### ENUNCIADO DE LA TAREA
Indique cuántas líneas de las entradas contienen la palabra "black". Responda únicamente con el número.

### MATERIAL

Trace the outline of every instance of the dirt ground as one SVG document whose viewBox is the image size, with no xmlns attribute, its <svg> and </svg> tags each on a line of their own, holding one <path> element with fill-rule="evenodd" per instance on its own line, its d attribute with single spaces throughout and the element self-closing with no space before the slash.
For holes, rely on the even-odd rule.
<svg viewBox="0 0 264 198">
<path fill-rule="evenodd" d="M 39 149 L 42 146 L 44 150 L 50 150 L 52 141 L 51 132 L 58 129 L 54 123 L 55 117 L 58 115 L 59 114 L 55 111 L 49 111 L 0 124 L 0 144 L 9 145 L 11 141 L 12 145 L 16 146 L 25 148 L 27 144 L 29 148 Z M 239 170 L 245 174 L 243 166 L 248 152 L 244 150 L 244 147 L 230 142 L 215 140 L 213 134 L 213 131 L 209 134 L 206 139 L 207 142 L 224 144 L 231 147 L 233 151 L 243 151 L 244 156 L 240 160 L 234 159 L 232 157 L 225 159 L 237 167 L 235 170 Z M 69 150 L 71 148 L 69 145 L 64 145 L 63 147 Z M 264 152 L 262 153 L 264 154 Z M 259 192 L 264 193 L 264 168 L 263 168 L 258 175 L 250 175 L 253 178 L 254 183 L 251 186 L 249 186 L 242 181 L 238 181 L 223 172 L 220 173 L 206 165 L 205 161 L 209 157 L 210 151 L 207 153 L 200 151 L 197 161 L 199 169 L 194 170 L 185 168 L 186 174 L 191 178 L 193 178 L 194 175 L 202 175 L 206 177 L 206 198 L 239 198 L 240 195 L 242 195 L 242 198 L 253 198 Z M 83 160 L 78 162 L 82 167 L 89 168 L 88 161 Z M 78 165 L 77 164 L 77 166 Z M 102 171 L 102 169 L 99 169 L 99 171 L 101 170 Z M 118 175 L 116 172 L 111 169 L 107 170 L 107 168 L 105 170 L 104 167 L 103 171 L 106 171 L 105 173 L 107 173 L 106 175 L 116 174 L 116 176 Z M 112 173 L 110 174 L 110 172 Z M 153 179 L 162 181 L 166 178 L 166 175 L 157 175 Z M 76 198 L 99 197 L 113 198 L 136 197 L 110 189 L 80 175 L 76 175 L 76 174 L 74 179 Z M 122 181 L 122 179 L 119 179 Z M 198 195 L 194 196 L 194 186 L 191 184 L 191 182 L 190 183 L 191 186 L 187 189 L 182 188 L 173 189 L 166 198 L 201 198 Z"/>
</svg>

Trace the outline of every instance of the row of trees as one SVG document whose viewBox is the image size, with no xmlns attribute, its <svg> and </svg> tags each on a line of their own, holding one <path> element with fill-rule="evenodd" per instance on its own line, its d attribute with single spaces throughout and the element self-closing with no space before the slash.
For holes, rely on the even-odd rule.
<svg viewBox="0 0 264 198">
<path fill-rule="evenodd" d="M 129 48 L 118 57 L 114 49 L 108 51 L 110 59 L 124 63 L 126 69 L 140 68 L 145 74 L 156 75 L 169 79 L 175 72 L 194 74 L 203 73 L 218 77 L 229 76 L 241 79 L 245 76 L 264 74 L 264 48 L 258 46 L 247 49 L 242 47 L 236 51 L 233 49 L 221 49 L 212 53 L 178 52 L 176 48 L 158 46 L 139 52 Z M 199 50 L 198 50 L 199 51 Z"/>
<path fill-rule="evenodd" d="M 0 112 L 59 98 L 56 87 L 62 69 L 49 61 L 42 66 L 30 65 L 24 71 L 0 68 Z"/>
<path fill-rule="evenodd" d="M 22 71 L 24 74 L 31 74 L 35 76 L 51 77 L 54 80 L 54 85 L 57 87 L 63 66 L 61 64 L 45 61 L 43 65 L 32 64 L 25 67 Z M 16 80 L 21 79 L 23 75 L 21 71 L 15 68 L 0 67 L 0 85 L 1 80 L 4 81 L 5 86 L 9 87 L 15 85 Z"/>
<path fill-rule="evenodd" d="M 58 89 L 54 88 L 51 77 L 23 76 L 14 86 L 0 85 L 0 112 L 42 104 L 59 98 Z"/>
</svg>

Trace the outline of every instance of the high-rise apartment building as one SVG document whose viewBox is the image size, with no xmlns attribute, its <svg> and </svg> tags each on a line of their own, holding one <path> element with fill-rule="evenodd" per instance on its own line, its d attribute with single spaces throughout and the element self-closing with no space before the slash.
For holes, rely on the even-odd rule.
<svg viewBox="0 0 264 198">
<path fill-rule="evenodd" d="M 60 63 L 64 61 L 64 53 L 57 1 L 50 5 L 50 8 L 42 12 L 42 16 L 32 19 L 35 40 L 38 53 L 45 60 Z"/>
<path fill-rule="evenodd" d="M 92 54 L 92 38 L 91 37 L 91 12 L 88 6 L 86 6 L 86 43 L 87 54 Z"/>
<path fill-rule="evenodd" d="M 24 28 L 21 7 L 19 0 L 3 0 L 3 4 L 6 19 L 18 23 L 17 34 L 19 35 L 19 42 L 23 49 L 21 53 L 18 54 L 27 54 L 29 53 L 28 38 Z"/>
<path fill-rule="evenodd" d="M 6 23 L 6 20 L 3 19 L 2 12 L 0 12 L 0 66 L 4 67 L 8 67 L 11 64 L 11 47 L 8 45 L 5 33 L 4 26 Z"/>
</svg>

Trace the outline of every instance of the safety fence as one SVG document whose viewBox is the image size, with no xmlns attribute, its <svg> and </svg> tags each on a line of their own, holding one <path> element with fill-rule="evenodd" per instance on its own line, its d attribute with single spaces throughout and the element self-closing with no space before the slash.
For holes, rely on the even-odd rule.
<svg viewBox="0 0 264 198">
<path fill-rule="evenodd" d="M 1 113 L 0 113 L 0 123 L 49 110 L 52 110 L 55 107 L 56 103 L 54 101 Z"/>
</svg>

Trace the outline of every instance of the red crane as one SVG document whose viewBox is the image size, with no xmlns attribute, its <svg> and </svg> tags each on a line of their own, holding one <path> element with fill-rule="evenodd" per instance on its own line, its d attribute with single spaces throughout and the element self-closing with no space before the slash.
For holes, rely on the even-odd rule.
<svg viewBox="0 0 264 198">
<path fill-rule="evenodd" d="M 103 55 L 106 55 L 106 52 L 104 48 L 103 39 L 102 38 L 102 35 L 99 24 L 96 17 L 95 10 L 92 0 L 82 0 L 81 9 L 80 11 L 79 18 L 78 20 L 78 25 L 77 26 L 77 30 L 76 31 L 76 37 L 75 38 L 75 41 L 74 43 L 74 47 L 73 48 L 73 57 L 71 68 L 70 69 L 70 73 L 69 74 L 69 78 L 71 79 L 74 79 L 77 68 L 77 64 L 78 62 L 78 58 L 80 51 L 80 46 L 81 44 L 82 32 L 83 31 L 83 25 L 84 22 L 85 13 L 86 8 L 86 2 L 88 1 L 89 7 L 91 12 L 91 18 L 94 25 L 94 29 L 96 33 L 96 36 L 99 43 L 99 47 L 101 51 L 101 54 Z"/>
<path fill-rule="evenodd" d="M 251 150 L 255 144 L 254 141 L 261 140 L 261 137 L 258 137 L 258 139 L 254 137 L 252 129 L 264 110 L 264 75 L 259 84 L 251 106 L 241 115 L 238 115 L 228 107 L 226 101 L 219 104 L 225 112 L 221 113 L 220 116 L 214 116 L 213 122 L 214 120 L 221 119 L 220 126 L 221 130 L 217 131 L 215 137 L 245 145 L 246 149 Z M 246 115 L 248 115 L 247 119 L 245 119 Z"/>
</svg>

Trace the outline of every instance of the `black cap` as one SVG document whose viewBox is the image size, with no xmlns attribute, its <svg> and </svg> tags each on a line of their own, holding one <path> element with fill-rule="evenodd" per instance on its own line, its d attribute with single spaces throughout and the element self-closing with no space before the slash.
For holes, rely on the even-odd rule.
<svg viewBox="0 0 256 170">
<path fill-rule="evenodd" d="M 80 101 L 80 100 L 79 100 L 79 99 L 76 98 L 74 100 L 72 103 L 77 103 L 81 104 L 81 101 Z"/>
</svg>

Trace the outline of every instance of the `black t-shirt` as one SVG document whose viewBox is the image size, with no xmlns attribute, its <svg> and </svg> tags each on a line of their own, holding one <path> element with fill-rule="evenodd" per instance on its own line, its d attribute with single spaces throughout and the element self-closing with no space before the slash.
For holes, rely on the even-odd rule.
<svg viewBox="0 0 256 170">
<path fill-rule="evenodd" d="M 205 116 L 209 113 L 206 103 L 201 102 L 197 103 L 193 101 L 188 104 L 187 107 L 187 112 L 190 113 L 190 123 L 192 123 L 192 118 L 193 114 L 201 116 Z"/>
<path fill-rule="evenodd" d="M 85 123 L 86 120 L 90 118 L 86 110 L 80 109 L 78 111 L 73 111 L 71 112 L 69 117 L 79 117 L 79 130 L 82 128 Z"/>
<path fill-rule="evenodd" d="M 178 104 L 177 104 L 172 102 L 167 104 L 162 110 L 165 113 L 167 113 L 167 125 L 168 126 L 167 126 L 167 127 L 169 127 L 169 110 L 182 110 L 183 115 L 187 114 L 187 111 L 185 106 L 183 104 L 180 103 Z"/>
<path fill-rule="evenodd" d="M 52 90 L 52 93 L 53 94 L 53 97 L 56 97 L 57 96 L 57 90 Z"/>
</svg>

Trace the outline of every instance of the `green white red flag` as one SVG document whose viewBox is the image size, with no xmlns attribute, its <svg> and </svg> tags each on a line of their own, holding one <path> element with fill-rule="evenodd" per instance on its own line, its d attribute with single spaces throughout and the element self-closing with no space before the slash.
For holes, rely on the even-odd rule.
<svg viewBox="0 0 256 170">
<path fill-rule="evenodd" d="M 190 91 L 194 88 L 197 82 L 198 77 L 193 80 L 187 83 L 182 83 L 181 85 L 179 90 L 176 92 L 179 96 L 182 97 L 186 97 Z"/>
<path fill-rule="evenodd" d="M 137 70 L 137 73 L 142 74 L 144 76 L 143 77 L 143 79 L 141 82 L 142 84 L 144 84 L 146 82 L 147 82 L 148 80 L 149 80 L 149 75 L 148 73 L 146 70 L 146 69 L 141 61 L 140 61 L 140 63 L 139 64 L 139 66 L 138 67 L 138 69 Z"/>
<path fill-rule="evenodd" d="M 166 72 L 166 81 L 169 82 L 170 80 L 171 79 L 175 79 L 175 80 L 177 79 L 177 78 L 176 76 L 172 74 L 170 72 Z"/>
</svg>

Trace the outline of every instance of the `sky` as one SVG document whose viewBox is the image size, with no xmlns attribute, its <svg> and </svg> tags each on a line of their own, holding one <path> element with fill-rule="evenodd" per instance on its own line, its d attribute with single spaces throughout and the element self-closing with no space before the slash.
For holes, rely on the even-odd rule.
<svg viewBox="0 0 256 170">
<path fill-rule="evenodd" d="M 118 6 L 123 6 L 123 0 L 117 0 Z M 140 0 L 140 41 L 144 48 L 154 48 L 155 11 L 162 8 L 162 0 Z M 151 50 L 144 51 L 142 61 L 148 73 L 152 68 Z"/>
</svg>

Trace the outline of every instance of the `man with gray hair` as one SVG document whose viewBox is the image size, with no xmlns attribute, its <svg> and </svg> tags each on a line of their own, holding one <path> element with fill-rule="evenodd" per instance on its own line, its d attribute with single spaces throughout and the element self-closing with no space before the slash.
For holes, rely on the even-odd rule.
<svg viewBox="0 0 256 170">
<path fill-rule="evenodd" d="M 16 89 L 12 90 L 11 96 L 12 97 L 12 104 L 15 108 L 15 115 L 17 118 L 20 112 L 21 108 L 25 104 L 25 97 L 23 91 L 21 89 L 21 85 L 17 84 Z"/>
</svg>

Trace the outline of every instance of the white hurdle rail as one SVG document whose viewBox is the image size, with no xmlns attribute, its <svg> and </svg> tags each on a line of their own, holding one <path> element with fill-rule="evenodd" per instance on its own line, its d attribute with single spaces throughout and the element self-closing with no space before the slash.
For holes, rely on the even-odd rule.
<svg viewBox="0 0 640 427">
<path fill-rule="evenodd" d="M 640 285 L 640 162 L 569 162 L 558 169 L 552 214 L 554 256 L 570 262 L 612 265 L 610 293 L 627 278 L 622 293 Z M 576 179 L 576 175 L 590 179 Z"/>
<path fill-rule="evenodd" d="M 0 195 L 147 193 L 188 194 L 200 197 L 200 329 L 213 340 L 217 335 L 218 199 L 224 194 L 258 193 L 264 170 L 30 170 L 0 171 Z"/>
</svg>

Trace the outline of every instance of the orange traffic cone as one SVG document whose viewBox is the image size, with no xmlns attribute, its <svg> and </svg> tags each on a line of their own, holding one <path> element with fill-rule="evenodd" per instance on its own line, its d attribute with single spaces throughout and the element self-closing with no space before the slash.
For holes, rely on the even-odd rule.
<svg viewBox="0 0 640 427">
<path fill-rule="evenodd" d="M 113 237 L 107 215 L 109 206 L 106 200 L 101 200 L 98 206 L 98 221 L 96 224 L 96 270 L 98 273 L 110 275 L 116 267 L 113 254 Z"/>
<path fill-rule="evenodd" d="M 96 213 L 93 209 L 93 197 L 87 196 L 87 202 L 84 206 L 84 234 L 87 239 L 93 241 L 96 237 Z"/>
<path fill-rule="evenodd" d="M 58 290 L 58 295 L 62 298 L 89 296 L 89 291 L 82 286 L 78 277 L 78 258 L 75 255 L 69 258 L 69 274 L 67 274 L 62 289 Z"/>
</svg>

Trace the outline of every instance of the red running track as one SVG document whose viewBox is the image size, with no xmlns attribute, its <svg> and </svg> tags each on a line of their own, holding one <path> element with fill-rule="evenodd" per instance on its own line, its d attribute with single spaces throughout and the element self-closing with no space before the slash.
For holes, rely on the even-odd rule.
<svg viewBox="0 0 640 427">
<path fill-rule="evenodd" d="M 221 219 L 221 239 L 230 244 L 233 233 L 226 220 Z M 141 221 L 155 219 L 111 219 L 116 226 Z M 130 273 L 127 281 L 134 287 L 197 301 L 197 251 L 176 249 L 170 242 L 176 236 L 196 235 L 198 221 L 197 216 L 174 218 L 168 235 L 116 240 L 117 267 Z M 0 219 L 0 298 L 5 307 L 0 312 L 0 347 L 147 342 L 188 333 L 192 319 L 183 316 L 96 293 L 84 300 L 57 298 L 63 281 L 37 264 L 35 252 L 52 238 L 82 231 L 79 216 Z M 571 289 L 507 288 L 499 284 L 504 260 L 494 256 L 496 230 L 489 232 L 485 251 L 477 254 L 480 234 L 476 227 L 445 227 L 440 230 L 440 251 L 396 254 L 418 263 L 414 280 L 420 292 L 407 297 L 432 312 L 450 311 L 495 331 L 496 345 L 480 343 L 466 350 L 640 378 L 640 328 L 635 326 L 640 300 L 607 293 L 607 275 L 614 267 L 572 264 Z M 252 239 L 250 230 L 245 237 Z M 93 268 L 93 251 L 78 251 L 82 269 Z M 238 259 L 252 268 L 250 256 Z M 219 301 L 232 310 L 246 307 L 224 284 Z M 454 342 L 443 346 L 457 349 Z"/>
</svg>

### RESPUESTA ESPERADA
2